**EXTRAIT**

Des épileptiques dont ce n’était de toute façon pas la soirée, puisque le BBmix accueille aussitôt après les très attendus Magik Markers, trio furibard dont le mauvais coucheur en nous ne peut s’empêcher de se demander s’il finira un jour par quitter son statut d’éternelle première partie partie de Sonic Youth ou de ses membres. Il est vrai cela dit que l’on peine à les imaginer sur un set de plus d’une heure tant leur rock post-nucléaire a amplement de quoi déchirer quelques tympans en moitié moins de temps (ce n’était donc pas non plus la soirée des personnes souffrant de troubles auditifs).


Ceux qui connaissent le groupe (a priori une grosse partie de l’assemblée, ce soir) connaissent déjà par conséquent ses qualités (nombreuses) et ses défauts (à peu près autant). Sa capacité à habiter les compositions les plus ardues comme sa tendance parfois gênante à céder au bavardage, voire à tomber dans le travers d’à peu près tous les groupes de noise-rock – soit donc le bruit pour le bruit. Nulle trace de cela ce soir, cependant, même si les double M envoient le bois (c’est heureux). A se demander ce qu’en auront pensé ceux ne les ayant découverts qu’avec leur dernier opus, le tout nouveau/tout mimi Surrender to the Fantasy, dont le moins que l’on puisse dire est qu’il aura été malmené durant ce show névrotique (litote). L’humeur n’est pas franchement à la contemplation ni aux jolies comptines, le groupe donnant exactement ce que l’on attendait de lui : de la férocité, du (gros) boucan et des morceaux s’étirant jusqu’à se briser. Fatigant sans doute, pour certains, mais rondement mené et bénéficiant de surcroît du son toujours impec’ du Carré Belle-Feuille.

**DONNÉES FOURNIES**

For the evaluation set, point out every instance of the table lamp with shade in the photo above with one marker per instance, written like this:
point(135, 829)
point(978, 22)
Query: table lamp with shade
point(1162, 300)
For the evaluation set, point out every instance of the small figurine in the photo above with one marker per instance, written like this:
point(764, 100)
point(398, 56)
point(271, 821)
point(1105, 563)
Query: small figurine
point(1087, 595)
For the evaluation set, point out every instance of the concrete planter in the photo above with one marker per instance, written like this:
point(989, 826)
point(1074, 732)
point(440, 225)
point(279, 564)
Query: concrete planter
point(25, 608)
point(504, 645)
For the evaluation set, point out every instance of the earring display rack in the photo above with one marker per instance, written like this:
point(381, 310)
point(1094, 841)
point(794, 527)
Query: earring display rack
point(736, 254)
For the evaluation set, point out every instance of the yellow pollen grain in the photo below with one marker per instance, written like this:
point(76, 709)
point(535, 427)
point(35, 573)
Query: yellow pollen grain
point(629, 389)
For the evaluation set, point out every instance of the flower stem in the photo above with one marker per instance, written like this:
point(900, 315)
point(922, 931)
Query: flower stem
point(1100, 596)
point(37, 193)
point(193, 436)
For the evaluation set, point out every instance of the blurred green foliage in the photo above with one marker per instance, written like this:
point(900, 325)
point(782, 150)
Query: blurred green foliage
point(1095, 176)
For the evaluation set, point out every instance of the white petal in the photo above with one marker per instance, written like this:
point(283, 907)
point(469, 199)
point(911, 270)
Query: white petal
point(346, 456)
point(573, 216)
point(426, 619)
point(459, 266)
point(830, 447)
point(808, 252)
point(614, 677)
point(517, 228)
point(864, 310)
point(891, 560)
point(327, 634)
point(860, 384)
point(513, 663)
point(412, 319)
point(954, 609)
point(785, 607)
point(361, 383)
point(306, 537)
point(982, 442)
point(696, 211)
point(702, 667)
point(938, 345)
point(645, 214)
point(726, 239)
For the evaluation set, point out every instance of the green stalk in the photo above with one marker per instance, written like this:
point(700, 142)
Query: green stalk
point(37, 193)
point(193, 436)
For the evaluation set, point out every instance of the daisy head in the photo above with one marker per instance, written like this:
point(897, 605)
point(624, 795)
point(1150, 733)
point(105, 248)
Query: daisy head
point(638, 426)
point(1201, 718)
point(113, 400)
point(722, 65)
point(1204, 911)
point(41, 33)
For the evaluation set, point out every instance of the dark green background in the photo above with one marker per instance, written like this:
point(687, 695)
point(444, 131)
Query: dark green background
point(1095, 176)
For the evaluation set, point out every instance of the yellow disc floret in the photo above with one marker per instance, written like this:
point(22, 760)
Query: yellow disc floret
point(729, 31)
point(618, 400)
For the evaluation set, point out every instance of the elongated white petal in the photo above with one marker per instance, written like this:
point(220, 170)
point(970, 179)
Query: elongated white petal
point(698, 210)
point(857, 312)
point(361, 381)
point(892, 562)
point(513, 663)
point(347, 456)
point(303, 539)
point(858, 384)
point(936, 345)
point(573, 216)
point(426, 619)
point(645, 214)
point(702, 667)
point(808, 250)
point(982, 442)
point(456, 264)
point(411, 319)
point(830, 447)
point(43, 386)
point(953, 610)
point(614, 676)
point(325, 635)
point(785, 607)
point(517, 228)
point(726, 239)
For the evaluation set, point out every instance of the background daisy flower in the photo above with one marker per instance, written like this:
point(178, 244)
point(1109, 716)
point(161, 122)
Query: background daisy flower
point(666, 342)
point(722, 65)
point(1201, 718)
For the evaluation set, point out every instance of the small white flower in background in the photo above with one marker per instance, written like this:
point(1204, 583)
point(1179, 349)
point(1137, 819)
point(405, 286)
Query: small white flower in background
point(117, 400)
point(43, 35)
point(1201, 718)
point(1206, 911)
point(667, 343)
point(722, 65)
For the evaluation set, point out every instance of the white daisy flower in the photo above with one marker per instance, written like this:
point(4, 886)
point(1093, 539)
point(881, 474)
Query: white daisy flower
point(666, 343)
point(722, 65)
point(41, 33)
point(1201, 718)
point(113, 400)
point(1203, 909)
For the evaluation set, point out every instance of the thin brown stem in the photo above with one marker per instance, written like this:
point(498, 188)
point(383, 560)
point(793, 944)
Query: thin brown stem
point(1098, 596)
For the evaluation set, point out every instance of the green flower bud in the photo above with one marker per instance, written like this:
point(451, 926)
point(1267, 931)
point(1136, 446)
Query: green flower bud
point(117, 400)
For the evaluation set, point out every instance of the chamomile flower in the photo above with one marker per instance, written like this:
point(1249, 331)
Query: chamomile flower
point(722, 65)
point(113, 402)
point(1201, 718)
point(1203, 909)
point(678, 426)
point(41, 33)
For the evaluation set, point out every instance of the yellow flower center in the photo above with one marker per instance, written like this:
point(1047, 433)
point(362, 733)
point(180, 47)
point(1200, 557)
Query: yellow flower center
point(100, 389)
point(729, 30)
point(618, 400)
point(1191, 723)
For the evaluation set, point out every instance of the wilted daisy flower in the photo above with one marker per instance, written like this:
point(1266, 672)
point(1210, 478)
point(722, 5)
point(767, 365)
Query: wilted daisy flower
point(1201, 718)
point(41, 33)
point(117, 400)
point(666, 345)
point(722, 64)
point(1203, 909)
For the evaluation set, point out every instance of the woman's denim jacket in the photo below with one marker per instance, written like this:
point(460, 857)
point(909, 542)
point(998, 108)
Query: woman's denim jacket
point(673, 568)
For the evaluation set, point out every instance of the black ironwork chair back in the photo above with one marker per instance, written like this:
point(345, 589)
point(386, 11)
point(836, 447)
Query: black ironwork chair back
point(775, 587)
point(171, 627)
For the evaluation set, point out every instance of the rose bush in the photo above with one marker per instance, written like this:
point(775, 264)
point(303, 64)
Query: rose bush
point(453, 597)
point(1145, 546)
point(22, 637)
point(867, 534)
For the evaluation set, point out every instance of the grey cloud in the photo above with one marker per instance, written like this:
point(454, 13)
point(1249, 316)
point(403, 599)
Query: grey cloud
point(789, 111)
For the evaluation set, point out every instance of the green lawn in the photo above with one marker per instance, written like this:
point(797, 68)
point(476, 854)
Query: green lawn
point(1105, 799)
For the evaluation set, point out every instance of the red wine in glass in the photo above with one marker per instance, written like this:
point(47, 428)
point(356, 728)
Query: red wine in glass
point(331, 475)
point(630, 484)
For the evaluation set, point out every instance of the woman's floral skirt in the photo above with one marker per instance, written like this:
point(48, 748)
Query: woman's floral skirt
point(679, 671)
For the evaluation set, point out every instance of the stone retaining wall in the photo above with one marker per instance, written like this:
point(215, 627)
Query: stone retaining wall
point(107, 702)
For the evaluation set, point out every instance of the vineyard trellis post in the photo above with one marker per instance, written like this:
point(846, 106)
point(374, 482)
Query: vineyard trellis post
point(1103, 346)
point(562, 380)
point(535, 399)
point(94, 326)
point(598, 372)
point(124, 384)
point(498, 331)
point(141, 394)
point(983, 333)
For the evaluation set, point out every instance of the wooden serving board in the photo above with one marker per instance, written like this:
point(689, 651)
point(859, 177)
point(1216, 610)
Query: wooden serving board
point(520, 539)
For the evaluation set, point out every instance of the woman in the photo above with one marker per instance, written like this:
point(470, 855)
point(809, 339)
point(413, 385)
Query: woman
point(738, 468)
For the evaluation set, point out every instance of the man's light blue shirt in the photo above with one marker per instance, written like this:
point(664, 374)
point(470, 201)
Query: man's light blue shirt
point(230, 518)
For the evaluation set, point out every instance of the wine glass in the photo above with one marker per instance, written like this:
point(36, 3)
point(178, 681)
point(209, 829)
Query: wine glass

**OBJECTIF**
Recopiez, s'il vous plaît, le passage de l'extrait ci-dessus compris entre "Des épileptiques dont" et "de troubles auditifs).", inclus, en remplaçant "tympans" par "oreilles".

**RÉSULTAT**
Des épileptiques dont ce n’était de toute façon pas la soirée, puisque le BBmix accueille aussitôt après les très attendus Magik Markers, trio furibard dont le mauvais coucheur en nous ne peut s’empêcher de se demander s’il finira un jour par quitter son statut d’éternelle première partie partie de Sonic Youth ou de ses membres. Il est vrai cela dit que l’on peine à les imaginer sur un set de plus d’une heure tant leur rock post-nucléaire a amplement de quoi déchirer quelques oreilles en moitié moins de temps (ce n’était donc pas non plus la soirée des personnes souffrant de troubles auditifs).